— start of GIVEN DATA —

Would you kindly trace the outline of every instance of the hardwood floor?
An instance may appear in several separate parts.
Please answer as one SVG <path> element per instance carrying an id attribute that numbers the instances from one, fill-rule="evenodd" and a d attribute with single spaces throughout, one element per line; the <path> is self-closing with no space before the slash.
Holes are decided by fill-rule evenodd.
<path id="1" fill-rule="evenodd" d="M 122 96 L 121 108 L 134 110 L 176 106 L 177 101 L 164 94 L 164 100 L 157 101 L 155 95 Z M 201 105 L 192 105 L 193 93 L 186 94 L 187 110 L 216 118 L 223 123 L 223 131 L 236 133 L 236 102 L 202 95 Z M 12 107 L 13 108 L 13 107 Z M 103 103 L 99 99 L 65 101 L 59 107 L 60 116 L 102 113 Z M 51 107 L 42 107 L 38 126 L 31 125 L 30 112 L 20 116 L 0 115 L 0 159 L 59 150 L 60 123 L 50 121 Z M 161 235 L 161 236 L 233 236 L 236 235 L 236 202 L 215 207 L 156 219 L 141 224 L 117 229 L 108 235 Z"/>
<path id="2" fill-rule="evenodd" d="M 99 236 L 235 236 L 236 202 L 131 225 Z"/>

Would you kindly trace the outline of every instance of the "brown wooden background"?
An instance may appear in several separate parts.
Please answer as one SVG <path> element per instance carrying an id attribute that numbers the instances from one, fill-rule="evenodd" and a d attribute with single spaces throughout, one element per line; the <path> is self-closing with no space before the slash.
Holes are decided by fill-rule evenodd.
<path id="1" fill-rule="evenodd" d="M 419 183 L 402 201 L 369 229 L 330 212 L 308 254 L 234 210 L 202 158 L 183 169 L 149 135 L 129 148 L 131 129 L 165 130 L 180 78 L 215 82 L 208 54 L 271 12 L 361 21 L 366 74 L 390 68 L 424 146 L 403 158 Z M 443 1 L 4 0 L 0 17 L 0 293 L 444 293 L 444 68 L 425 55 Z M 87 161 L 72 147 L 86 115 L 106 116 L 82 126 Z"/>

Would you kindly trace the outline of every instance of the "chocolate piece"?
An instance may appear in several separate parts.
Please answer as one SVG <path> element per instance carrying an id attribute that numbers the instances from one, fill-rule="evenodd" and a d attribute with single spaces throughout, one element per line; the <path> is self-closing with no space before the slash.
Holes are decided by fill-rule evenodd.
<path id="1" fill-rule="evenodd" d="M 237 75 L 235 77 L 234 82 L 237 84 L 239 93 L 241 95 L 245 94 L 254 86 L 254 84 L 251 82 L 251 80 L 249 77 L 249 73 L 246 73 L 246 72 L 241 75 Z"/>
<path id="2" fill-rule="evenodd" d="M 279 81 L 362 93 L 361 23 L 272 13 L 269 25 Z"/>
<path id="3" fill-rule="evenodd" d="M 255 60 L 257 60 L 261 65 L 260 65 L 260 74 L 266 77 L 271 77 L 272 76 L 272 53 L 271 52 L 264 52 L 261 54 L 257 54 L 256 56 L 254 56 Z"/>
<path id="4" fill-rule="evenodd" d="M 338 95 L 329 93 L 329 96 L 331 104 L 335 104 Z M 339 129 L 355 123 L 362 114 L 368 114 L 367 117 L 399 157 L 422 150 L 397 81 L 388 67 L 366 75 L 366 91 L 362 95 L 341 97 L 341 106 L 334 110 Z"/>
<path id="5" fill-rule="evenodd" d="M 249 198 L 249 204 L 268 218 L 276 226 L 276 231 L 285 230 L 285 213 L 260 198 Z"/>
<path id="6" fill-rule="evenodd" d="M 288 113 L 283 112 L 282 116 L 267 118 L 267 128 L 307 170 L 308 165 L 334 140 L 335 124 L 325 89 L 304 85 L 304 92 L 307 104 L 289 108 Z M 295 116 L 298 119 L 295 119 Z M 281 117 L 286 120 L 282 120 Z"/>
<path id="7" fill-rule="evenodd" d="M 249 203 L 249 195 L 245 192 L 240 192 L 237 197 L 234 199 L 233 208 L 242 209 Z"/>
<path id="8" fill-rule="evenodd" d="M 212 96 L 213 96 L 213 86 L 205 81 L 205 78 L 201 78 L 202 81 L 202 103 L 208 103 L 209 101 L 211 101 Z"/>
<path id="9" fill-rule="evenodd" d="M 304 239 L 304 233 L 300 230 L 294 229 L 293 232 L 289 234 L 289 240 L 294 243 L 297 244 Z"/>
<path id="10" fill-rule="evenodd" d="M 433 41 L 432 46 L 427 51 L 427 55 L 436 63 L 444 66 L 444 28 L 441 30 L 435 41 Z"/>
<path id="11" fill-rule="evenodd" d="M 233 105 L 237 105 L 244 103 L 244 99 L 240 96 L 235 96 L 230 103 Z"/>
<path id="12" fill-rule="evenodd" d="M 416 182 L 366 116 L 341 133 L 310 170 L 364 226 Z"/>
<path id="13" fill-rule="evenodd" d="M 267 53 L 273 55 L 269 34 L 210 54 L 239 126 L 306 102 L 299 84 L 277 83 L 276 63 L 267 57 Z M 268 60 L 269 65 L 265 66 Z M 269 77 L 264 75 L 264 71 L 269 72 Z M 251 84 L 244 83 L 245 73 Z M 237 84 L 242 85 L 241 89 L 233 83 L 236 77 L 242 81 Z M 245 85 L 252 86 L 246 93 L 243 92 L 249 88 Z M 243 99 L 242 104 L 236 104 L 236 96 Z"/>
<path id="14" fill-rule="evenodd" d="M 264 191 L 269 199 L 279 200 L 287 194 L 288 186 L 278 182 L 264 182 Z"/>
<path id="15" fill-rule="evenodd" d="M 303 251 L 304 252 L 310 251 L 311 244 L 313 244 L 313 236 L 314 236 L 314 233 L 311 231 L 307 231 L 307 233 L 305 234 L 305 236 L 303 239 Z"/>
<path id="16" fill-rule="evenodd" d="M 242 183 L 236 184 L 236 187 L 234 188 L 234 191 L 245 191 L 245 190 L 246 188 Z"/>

— end of GIVEN DATA —

Pick out and copy each line above that contains the word "outline". Case counts.

Would you kindly trace the outline of every instance of the hardwood floor?
Would you kindly trace the outline of every instance of the "brown wooden background"?
Would you kindly trace the outline of every instance of the "chocolate piece"?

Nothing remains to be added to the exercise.